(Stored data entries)
····················

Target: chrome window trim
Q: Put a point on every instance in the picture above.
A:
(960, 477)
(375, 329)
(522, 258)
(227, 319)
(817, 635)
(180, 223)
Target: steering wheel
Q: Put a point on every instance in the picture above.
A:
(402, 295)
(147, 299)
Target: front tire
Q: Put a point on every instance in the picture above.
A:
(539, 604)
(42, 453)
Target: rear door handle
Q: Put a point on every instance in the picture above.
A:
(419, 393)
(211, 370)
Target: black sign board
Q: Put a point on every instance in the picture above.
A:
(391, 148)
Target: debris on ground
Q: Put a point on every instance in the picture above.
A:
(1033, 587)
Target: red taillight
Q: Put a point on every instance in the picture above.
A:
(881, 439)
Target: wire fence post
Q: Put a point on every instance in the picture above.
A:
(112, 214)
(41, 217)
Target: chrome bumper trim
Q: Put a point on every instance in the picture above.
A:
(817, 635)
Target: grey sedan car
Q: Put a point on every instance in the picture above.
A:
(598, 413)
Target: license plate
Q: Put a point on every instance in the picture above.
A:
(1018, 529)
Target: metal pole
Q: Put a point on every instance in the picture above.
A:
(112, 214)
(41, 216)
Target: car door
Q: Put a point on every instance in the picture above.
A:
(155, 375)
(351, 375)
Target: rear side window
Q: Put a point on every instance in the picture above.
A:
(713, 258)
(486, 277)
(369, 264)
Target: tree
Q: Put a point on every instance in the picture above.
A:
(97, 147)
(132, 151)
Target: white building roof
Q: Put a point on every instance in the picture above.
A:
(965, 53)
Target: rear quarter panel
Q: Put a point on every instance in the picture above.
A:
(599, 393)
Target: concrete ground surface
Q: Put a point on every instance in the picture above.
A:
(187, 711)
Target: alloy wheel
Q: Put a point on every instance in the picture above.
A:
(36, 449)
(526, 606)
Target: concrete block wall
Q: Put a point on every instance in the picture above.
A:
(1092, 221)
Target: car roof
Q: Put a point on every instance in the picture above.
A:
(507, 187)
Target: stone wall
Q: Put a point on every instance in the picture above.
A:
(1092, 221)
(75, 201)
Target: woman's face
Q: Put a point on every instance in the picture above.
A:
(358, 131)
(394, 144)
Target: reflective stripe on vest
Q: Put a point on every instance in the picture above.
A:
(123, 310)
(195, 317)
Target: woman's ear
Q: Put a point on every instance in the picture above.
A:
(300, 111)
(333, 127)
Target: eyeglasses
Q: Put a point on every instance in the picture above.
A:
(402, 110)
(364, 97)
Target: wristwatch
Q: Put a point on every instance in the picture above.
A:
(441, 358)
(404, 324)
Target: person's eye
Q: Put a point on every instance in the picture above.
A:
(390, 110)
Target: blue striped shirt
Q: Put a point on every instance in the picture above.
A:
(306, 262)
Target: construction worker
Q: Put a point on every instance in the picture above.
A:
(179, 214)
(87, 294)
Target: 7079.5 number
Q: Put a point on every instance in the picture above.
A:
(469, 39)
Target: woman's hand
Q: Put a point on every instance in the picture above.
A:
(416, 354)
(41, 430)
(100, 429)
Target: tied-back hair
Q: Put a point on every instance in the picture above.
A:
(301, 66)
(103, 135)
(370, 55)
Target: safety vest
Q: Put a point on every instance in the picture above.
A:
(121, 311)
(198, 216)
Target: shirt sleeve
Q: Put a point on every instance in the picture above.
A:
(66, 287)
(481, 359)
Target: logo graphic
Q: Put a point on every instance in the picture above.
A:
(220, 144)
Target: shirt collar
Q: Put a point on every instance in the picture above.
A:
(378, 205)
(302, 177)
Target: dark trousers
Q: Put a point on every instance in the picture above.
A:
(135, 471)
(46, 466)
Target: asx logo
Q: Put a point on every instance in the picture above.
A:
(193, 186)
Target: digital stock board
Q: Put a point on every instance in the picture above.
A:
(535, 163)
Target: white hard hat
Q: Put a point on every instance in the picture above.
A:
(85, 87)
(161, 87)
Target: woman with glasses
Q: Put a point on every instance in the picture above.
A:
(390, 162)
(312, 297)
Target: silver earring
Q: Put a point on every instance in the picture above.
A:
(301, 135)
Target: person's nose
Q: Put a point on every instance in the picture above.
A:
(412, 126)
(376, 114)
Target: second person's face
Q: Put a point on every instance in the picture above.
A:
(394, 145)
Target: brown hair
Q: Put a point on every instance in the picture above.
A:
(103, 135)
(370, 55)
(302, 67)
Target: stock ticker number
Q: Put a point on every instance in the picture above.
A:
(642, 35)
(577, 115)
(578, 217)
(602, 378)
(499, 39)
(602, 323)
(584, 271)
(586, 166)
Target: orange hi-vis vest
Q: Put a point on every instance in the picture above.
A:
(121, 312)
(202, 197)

····················

● AIM OF THE TASK
Report how many lines in the records above contain the word "white", giving only the number.

● ANSWER AREA
2